** Aim of the exercise **
Locate every line of the records that contains the word "region", treating uppercase and lowercase letters as distinct, and copy each of those lines.
## Begin Records for this task
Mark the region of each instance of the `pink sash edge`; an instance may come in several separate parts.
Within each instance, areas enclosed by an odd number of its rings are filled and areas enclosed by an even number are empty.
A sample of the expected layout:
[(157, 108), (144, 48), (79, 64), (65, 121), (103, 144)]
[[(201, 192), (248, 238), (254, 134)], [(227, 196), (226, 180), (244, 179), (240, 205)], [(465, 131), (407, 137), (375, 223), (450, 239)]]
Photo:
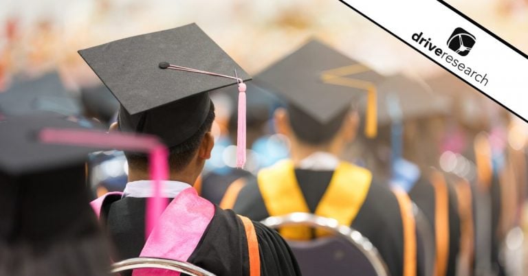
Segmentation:
[[(193, 187), (185, 189), (165, 209), (140, 256), (187, 261), (214, 216), (212, 203), (198, 196)], [(133, 273), (133, 276), (179, 274), (151, 269), (136, 270)]]

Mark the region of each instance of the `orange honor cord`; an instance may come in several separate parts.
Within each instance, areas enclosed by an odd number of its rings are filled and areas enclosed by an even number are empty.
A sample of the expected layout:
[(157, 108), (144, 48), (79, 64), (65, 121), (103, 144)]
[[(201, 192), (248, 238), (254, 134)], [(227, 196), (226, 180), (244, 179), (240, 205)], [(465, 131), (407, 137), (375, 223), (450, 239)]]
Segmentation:
[(471, 186), (465, 179), (460, 179), (455, 186), (460, 214), (460, 254), (464, 263), (466, 274), (472, 271), (474, 260), (474, 229), (473, 228), (473, 207)]
[(431, 174), (434, 188), (434, 233), (436, 234), (436, 276), (446, 275), (449, 257), (449, 195), (443, 176), (439, 172)]
[(393, 189), (398, 200), (404, 227), (404, 276), (416, 276), (416, 222), (412, 203), (407, 194), (399, 188)]
[(253, 222), (249, 218), (239, 216), (242, 220), (245, 229), (245, 236), (248, 238), (248, 251), (250, 259), (250, 276), (261, 275), (261, 255), (258, 252), (258, 240)]

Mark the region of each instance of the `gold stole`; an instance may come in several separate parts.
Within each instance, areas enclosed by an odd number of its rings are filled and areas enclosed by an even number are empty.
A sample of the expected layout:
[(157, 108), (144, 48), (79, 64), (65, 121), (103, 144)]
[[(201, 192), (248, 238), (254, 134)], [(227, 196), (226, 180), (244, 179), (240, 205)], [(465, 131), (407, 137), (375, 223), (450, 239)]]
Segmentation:
[[(310, 213), (295, 176), (292, 161), (280, 161), (261, 170), (257, 176), (258, 189), (270, 216), (281, 216), (294, 212)], [(368, 170), (342, 162), (332, 176), (330, 184), (316, 209), (315, 214), (338, 220), (340, 225), (350, 226), (366, 197), (372, 181)], [(309, 240), (311, 231), (305, 226), (281, 227), (280, 234), (289, 240)], [(316, 230), (318, 236), (324, 231)]]

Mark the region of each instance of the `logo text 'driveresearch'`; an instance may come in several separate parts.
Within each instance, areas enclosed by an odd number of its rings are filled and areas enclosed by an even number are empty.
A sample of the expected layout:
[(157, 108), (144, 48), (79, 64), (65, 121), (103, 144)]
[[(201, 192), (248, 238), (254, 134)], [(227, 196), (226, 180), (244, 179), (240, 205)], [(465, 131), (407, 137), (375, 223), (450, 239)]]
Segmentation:
[[(446, 50), (438, 47), (433, 41), (431, 41), (430, 38), (426, 38), (426, 36), (423, 32), (420, 32), (419, 33), (413, 34), (412, 38), (418, 45), (439, 56), (443, 62), (456, 68), (470, 78), (474, 78), (477, 82), (484, 84), (485, 87), (487, 84), (487, 73), (483, 75), (475, 70), (474, 68), (472, 68), (470, 65), (465, 65), (461, 62), (461, 60), (454, 58), (452, 56), (448, 54)], [(474, 36), (462, 28), (455, 29), (448, 40), (449, 48), (462, 56), (467, 56), (474, 44)]]

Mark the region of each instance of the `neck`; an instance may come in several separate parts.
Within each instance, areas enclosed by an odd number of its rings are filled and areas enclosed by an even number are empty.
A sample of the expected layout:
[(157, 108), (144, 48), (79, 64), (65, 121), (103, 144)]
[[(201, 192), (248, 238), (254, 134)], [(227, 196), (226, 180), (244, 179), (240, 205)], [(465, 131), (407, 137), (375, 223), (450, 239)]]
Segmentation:
[[(189, 170), (188, 168), (178, 172), (169, 172), (168, 180), (183, 182), (193, 185), (199, 174), (199, 172), (196, 172), (194, 170)], [(133, 182), (141, 180), (151, 180), (148, 172), (146, 170), (138, 170), (129, 166), (128, 181)]]

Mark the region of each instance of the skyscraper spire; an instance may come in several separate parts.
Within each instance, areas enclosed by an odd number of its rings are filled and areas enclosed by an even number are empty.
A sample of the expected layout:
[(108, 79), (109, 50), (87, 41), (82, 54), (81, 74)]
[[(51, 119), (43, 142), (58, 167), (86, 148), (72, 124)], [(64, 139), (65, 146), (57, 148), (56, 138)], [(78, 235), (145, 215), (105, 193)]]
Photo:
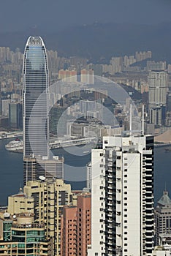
## End Records for this task
** Correct output **
Mark the region of each instance of the `pink sash edge`; an instance may come in several separate parts.
Mark the region of each instance of the `orange honor cord`; an instance may come in several separate parts.
Mark the region of each instance of the `gold stole`; an instance may come in several separate parts.
Mark the region of each instance of the `logo text 'driveresearch'`; an instance may come in several separate parts.
Mark the region of each instance of the `neck`; an instance may come in several separate parts.
Mark the region of each instance of the skyscraper spire; an instance may come in several separate parts.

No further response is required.